Problem
Answer these questions using the passage on development as disaster prevention:
(a) What does a country-level diagnostic provide once it has been conducted?
(b) Which three factors does the diagnostic approach scrutinize, as named in the passage?
(c) Where did Baroness Ashton deliver her Antcliffe Lecture?

Excerpt to read
Moreover, a country-level diagnostic, once conducted, provides a framework that can be repeatedly applied, allowing for updates and anticipating future challenges in an adaptable and cost-effective way.
Development as disaster prevention
Importantly, in a world increasingly vulnerable to shocks, adopting a preventative approach to development, akin to preventative medicine, offers a pathway to ultimately reducing the long-term reliance on humanitarian aid. This shift necessitates moving beyond reactive crisis management towards proactive strategies grounded in a deep understanding of the underlying drivers of conflict, poverty, and other systemic challenges.
Instead of merely applying "sticking plaster" solutions to immediate symptoms, a diagnostic approach encourages investment in comprehensive analyses that reveal the root causes of instability. This involves scrutinizing factors like governance structures, social inequalities, and economic vulnerabilities, allowing for the design of targeted interventions that build resilience and mitigate potential crises before they escalate.
As Baroness Ashton emphasised in her recent Antcliffe Lecture at the University of Cambridge, investing in development is arguably the most cost-effective means of achieving defence and security objectives. Conflict resolution, for example, proves significantly more effective when informed by rigorous political and economic analyses.

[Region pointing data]
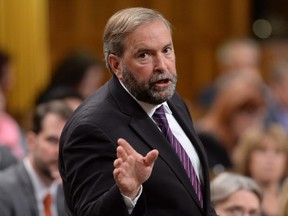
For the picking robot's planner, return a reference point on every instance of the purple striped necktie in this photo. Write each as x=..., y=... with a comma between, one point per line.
x=160, y=118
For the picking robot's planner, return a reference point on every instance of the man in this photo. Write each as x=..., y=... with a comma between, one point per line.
x=109, y=149
x=24, y=187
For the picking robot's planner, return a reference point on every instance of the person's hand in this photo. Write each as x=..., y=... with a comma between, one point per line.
x=131, y=168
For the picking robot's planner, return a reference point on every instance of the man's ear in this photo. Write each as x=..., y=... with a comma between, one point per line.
x=116, y=66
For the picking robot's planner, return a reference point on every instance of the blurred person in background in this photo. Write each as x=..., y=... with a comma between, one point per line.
x=262, y=154
x=277, y=99
x=34, y=186
x=79, y=71
x=284, y=199
x=6, y=158
x=236, y=54
x=10, y=131
x=239, y=104
x=235, y=195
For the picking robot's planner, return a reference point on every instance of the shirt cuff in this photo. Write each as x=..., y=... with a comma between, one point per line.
x=130, y=204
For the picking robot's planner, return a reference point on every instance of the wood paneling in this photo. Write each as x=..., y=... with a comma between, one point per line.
x=199, y=26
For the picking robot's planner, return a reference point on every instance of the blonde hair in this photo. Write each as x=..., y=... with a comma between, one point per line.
x=251, y=140
x=284, y=200
x=227, y=183
x=124, y=22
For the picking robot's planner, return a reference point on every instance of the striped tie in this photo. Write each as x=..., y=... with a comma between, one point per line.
x=160, y=118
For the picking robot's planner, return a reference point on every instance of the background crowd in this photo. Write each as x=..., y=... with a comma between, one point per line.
x=243, y=125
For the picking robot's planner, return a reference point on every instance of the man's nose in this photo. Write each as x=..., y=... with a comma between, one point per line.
x=160, y=63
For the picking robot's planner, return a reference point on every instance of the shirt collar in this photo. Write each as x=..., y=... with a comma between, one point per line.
x=148, y=108
x=40, y=189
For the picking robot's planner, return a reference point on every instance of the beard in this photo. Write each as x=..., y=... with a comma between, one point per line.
x=148, y=91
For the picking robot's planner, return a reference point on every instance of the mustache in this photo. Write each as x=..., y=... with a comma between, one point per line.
x=162, y=76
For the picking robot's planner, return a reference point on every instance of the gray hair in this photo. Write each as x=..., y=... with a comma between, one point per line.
x=227, y=183
x=121, y=24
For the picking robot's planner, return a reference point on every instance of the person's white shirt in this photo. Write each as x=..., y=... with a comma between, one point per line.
x=177, y=132
x=41, y=190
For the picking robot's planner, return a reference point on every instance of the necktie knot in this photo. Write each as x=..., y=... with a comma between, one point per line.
x=159, y=116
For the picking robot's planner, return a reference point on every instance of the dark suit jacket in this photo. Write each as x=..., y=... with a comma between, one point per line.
x=17, y=194
x=88, y=149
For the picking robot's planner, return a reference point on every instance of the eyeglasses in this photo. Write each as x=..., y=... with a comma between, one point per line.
x=238, y=211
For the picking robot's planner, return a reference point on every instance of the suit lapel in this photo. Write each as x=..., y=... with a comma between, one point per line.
x=149, y=132
x=143, y=125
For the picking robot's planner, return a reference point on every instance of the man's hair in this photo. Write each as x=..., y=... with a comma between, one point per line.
x=56, y=107
x=124, y=22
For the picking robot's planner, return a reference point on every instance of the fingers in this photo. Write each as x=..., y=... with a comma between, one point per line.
x=126, y=146
x=151, y=157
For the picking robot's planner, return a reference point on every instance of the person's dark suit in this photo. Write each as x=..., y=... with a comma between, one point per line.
x=17, y=194
x=88, y=149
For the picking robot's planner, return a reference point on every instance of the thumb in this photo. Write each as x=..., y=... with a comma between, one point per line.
x=151, y=157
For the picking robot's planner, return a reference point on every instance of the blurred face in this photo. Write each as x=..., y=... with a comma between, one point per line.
x=246, y=109
x=268, y=161
x=147, y=68
x=43, y=152
x=240, y=203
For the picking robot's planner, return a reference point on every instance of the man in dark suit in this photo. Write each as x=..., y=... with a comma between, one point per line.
x=24, y=187
x=114, y=159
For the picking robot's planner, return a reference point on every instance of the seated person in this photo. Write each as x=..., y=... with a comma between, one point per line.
x=234, y=194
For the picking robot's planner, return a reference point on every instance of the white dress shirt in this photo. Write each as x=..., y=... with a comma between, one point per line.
x=177, y=132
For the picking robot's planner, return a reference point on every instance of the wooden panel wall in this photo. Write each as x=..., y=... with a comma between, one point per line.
x=199, y=26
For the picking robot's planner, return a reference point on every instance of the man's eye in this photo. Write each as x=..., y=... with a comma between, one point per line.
x=167, y=50
x=142, y=55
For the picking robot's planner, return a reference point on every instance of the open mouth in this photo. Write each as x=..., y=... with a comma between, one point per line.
x=162, y=82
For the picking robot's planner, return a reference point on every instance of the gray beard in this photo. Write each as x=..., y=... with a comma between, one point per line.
x=147, y=92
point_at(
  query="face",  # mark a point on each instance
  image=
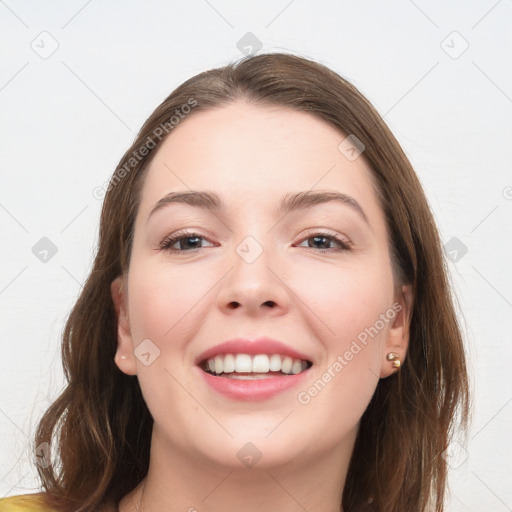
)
(317, 278)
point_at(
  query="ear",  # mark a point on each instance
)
(124, 358)
(397, 340)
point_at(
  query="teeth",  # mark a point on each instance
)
(257, 364)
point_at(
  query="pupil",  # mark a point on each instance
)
(196, 238)
(317, 238)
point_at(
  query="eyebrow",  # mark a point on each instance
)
(289, 203)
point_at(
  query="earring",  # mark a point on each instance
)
(395, 358)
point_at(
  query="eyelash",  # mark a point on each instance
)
(167, 243)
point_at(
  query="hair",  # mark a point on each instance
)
(101, 453)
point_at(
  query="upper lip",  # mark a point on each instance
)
(251, 347)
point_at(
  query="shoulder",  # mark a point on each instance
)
(24, 503)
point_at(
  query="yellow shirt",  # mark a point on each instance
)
(24, 503)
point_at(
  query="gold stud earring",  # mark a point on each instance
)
(395, 358)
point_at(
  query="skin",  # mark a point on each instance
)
(252, 156)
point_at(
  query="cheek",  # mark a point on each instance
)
(163, 302)
(350, 306)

Exercise answer
(a) It provides a framework that can be applied repeatedly, allowing for updates and anticipating future challenges in an adaptable and cost-effective way.
(b) Governance structures, social inequalities, and economic vulnerabilities.
(c) At the University of Cambridge.